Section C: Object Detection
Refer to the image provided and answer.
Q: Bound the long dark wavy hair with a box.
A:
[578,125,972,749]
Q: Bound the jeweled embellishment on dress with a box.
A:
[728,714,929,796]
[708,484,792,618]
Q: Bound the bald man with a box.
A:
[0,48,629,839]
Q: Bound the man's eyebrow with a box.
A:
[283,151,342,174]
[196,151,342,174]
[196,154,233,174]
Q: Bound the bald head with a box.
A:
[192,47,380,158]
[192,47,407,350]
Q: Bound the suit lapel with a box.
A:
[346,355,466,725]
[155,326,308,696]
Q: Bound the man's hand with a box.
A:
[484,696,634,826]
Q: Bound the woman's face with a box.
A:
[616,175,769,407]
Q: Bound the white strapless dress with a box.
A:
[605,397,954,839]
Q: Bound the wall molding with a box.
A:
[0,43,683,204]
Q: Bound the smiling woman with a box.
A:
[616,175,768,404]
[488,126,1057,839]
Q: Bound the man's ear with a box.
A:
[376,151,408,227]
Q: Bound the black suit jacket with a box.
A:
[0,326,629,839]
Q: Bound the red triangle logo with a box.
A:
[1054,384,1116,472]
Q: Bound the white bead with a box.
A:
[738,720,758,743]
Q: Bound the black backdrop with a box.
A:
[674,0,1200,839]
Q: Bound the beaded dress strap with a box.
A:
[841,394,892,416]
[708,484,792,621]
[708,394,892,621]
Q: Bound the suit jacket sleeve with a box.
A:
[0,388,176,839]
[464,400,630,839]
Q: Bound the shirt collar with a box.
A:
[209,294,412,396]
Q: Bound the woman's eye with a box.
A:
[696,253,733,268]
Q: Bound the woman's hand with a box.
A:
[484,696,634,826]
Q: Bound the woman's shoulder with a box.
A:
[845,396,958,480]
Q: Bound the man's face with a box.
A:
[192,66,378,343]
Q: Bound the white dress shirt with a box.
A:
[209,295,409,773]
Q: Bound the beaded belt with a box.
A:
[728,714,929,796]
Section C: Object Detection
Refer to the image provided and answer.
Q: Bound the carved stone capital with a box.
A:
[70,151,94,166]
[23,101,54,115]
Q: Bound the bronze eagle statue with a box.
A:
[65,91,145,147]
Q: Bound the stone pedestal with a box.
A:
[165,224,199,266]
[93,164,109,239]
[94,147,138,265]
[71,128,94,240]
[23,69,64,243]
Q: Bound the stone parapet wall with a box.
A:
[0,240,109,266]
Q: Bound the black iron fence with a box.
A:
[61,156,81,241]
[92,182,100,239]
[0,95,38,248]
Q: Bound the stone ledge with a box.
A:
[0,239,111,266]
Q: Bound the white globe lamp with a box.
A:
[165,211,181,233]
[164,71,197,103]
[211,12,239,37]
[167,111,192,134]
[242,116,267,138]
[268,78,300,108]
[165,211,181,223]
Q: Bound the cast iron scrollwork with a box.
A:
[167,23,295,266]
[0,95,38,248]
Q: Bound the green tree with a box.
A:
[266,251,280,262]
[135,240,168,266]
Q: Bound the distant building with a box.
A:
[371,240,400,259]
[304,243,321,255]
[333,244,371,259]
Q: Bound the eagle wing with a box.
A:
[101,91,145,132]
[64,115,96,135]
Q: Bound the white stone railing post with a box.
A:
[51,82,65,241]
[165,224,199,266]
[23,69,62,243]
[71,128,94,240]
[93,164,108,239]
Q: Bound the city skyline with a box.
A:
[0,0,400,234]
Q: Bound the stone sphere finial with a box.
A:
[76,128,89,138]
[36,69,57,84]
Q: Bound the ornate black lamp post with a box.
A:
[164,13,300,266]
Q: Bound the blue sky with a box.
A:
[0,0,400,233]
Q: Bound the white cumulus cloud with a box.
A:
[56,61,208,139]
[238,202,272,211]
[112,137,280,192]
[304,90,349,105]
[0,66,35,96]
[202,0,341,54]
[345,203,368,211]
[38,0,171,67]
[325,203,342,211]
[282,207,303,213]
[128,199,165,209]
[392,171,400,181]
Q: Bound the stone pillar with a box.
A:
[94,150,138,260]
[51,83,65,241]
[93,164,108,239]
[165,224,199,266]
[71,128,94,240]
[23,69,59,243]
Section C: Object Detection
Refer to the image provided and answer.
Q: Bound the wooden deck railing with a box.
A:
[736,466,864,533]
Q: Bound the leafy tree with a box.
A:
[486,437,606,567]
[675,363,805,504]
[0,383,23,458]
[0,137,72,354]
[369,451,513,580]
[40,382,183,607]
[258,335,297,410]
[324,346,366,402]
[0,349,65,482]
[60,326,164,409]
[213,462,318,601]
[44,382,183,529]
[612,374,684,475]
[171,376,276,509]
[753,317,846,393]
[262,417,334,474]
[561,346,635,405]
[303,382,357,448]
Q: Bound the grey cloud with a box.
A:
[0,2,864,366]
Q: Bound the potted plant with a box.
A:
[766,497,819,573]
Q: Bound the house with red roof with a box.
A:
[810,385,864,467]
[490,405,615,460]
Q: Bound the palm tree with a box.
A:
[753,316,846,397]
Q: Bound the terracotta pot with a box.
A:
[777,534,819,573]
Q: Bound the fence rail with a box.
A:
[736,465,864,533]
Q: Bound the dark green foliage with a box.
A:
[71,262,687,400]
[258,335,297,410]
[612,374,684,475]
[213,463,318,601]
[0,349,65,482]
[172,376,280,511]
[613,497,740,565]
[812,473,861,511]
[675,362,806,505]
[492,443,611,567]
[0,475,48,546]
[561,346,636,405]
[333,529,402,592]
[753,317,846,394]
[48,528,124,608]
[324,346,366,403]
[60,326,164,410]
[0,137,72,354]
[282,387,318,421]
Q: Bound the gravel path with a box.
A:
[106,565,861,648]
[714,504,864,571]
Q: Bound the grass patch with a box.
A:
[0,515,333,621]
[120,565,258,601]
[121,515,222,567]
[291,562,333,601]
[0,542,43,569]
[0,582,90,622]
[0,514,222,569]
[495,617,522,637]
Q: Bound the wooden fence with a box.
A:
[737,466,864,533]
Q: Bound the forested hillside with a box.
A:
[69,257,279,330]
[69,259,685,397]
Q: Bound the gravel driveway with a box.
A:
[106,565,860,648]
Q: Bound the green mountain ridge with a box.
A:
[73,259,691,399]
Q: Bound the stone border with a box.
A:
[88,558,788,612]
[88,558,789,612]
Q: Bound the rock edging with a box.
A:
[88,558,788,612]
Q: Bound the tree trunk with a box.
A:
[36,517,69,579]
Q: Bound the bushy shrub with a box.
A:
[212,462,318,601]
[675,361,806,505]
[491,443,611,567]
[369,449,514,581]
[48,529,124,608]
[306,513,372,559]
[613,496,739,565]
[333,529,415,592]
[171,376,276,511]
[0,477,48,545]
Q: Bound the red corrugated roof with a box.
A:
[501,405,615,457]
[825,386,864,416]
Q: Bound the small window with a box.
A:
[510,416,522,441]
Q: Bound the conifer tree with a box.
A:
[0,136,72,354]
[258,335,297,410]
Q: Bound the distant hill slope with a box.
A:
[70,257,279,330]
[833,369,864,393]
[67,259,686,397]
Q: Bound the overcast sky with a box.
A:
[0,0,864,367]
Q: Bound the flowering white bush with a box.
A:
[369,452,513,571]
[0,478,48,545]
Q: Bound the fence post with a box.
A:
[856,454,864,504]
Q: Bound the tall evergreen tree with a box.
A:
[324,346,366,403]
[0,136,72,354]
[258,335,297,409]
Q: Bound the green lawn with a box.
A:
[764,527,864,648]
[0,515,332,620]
==*==
• _Required work_
Copy every row above word for word, with no changes.

• _Exercise output_
Section C: Object Detection
Refer to the image provided and answer.
Q: Bound the long dark wavy hair with a box.
A:
[578,125,972,749]
Q: Bound the jeweled embellishment on dress with a box.
A:
[728,714,929,796]
[708,484,792,618]
Q: Bound the bald man with a box.
A:
[0,48,629,839]
Q: Bound the man's eyebrow with a box.
A:
[283,151,342,174]
[196,151,342,174]
[196,154,233,174]
Q: Bound the bald head with a box.
A:
[192,47,380,158]
[192,47,407,350]
Q: Bound the suit lapel with a box.
A:
[346,355,466,725]
[155,326,308,696]
Q: Bound the man's hand with a box.
A:
[484,696,634,826]
Q: Bound the woman's face with a box.
A:
[616,175,769,407]
Q: Bound the white strapless dress with a box.
A:
[605,397,954,839]
Q: Bound the wall molding with a box.
A:
[0,43,683,204]
Q: Bound the smiling woman with a box.
A:
[616,175,768,404]
[488,126,1057,839]
Q: Bound the man's ear with a box.
A:
[376,151,408,227]
Q: Bound the black suit jacket with a box.
A:
[0,326,629,839]
Q: Bound the red triangle logo with a box.
A:
[1054,384,1116,472]
Q: Bound the white bead with a box.
A:
[738,720,758,743]
Q: Bound the black backdrop with a box.
A:
[674,0,1200,839]
Q: Bound the beaded dress strap with a box.
A:
[841,394,892,416]
[708,484,792,621]
[708,394,892,621]
Q: Bound the suit jacket sleeve with a box.
A:
[0,388,176,839]
[464,400,630,839]
Q: Bound the shirt collar with a box.
A:
[209,294,412,396]
Q: Bound the woman's eye with a box.
A:
[696,253,733,268]
Q: Bound the woman's hand with a box.
A:
[484,696,634,826]
Q: Bound the woman's shoulder with a box.
A:
[845,396,958,480]
Q: Bound the man's face with a box.
A:
[192,66,378,343]
Q: Bound the white dress shirt with a box.
A:
[209,295,409,773]
Q: Bound the beaded belt with a box.
A:
[728,714,929,796]
Section C: Object Detection
Refer to the image provided and answer.
Q: Bound the carved stone capital with a box.
A:
[70,151,94,166]
[23,101,54,115]
Q: Bound the bronze eagle statue with a box.
A:
[65,91,145,147]
Q: Bound the stone pedestal with a box.
A:
[165,224,199,266]
[93,164,109,239]
[94,147,138,265]
[71,128,94,240]
[23,69,64,243]
Q: Bound the stone parapet wall with a box.
A:
[0,240,109,266]
Q: Bound the black iron fence with a box.
A:
[61,156,81,241]
[92,182,100,239]
[0,95,38,248]
Q: Bound the stone ledge with a box.
A:
[0,239,111,266]
Q: Bound the white globe lamp with a box.
A:
[165,211,181,233]
[164,71,197,103]
[211,12,239,37]
[167,111,192,134]
[242,116,267,138]
[268,78,300,108]
[165,211,181,223]
Q: Bound the cast iron scrollwork with a box.
A:
[167,23,295,266]
[0,95,38,248]
Q: Bound the green tree with a box.
A:
[266,251,280,262]
[135,240,168,266]
Q: Bound the distant building with a box.
A:
[371,240,400,259]
[304,243,321,255]
[333,244,371,259]
Q: Bound the eagle wing with a box.
A:
[101,91,145,132]
[64,115,96,135]
Q: Bound the white stone railing post with a box.
A:
[51,82,65,241]
[165,224,199,266]
[23,69,62,243]
[71,128,94,240]
[93,164,108,239]
Q: Bound the city skyline with a box.
A:
[0,0,400,234]
Q: Bound the stone sphere finial with a box.
A:
[76,128,89,138]
[36,69,57,84]
Q: Bound the ornate black lamp post with a box.
A:
[164,13,300,266]
Q: Bound the blue sky with a box.
A:
[0,0,400,233]
Q: Bound the white cumulus cloud with a box.
A:
[56,61,208,139]
[238,202,272,211]
[112,137,280,192]
[304,90,349,105]
[0,66,35,96]
[202,0,341,54]
[345,203,368,211]
[38,0,171,67]
[325,203,342,211]
[282,207,303,213]
[128,199,165,209]
[392,171,400,181]
Q: Bound the stone pillar with a box.
A:
[94,150,138,260]
[51,83,65,241]
[93,164,108,239]
[165,224,199,266]
[71,128,94,240]
[23,69,59,243]
Section C: Object Detection
Refer to the image provided and answer.
Q: Bound the wooden deck railing with a box.
A:
[736,466,864,533]
Q: Bound the leafy tree with a box.
A:
[486,437,606,567]
[675,363,805,504]
[0,383,23,458]
[0,137,72,354]
[369,451,513,580]
[40,382,183,607]
[258,335,297,410]
[324,346,366,402]
[0,349,65,482]
[60,326,164,409]
[213,462,318,601]
[44,382,183,529]
[612,374,684,475]
[171,376,276,509]
[753,317,846,393]
[262,417,334,474]
[561,346,635,405]
[303,382,357,448]
Q: Bound the grey cloud with a box.
A:
[0,2,864,366]
Q: Bound the potted plant with a box.
A:
[766,497,819,573]
Q: Bound the house with red roof with a box.
A:
[810,385,864,467]
[490,405,615,460]
Q: Bound the palm tree with a box.
A:
[753,316,846,397]
Q: Bound the terracotta pot with a box.
A:
[777,534,819,573]
Q: Bound the fence rail with a box.
A:
[736,465,864,533]
Q: Bound the dark green foliage with a box.
A:
[71,262,687,400]
[258,335,297,410]
[612,374,684,475]
[213,463,318,601]
[0,349,65,482]
[172,376,280,511]
[613,497,740,565]
[812,473,861,511]
[675,362,806,505]
[492,443,611,567]
[0,475,48,546]
[561,346,636,405]
[333,529,402,592]
[753,317,846,394]
[48,528,124,608]
[324,346,366,403]
[60,326,164,410]
[0,137,72,354]
[282,387,318,421]
Q: Bound the gravel path with a box.
A:
[106,565,861,648]
[714,504,864,571]
Q: Bound the grass patch with a box.
A:
[0,515,333,621]
[120,565,258,601]
[121,515,222,567]
[291,562,333,601]
[0,542,43,569]
[0,582,90,622]
[0,514,222,569]
[495,617,522,637]
Q: Bound the wooden fence with a box.
A:
[737,466,864,533]
Q: Bound the forested hillside with a box.
A:
[69,257,279,330]
[69,259,685,397]
Q: Bound the gravel driveway with a box.
A:
[106,565,860,648]
Q: Bound the green mountain ridge with a box.
A:
[73,259,691,399]
Q: Bound the stone border with a box.
A:
[88,558,788,612]
[88,558,789,612]
Q: Bound the rock edging with a box.
A:
[88,558,788,612]
Q: Bound the tree trunk with a box.
A:
[36,517,69,579]
Q: Bound the bushy shrub with a box.
A:
[212,462,318,601]
[675,361,806,505]
[491,443,611,567]
[369,449,514,581]
[48,529,124,608]
[306,513,372,559]
[613,496,739,565]
[333,529,415,592]
[171,376,276,511]
[0,477,48,545]
Q: Bound the red corrugated roof with a box.
A:
[501,405,615,457]
[825,386,864,416]
Q: Bound the small window with a box.
A:
[510,416,522,441]
Q: Bound the conifer tree with a box.
A:
[0,136,72,354]
[258,335,297,410]
Q: Bound the distant hill slope with a box.
A:
[70,257,279,330]
[833,369,864,393]
[67,259,686,397]
Q: Bound the overcast sky with a box.
A:
[0,0,864,367]
Q: Bound the flowering white bush with a box.
A:
[369,452,513,571]
[0,478,48,545]
Q: Bound the fence post with a box.
A:
[856,454,864,504]
Q: Bound the tall evergreen tree with a box.
A:
[324,346,366,403]
[0,136,72,354]
[258,335,297,409]
Q: Bound the green lawn with a box.
A:
[764,527,864,648]
[0,515,332,620]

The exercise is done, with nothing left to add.